Description of the task :: Can you print every one of the entries below, word for word and line for line?

Stored dataset entries
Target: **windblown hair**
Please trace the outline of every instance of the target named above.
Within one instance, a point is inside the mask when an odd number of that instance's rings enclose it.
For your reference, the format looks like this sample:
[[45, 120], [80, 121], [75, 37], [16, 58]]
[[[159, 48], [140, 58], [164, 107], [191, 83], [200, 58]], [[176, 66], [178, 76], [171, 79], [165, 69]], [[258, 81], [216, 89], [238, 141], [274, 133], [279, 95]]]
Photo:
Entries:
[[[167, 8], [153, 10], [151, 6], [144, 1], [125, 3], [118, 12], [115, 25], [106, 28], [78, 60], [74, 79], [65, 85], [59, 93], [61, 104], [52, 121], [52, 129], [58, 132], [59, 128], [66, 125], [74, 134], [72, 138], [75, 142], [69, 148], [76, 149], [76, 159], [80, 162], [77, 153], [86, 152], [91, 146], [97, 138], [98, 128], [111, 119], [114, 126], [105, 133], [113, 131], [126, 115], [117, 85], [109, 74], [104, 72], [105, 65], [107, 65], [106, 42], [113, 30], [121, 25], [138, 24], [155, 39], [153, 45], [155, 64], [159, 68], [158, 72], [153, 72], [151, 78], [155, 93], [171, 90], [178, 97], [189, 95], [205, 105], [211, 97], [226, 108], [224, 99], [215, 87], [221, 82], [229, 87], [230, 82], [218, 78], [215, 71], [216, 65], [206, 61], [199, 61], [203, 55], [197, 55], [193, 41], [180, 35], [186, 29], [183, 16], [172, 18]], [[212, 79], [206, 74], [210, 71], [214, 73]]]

Response for this exercise ::
Target: **windblown hair**
Please trace the outline of every instance of the target named above.
Within one instance, a point is inside the mask when an odd number of that instance's rings enclose it.
For your reference, the format looks like this sample:
[[45, 120], [80, 121], [75, 37], [16, 58]]
[[[159, 48], [140, 58], [164, 107], [191, 83], [200, 58]], [[176, 66], [178, 76], [171, 79], [165, 69]], [[258, 81], [216, 89], [238, 141], [274, 133], [279, 95]]]
Photo:
Entries:
[[[167, 8], [153, 10], [151, 6], [144, 1], [125, 3], [118, 12], [115, 25], [106, 28], [78, 60], [74, 79], [65, 85], [59, 93], [61, 104], [52, 121], [52, 129], [58, 132], [59, 128], [66, 125], [74, 134], [72, 138], [75, 142], [69, 148], [76, 149], [76, 159], [80, 162], [77, 153], [86, 152], [91, 146], [97, 138], [98, 128], [111, 119], [114, 126], [105, 133], [113, 131], [126, 115], [117, 85], [109, 74], [104, 72], [105, 65], [107, 65], [106, 42], [113, 30], [121, 25], [138, 24], [155, 39], [153, 45], [155, 64], [159, 68], [158, 72], [153, 72], [151, 78], [155, 93], [171, 90], [178, 97], [189, 95], [205, 105], [211, 97], [226, 108], [224, 99], [215, 87], [221, 82], [229, 87], [230, 82], [218, 78], [215, 71], [216, 65], [206, 61], [199, 61], [203, 55], [197, 55], [193, 41], [180, 35], [186, 29], [183, 16], [172, 18]], [[212, 79], [206, 74], [210, 71], [214, 73]]]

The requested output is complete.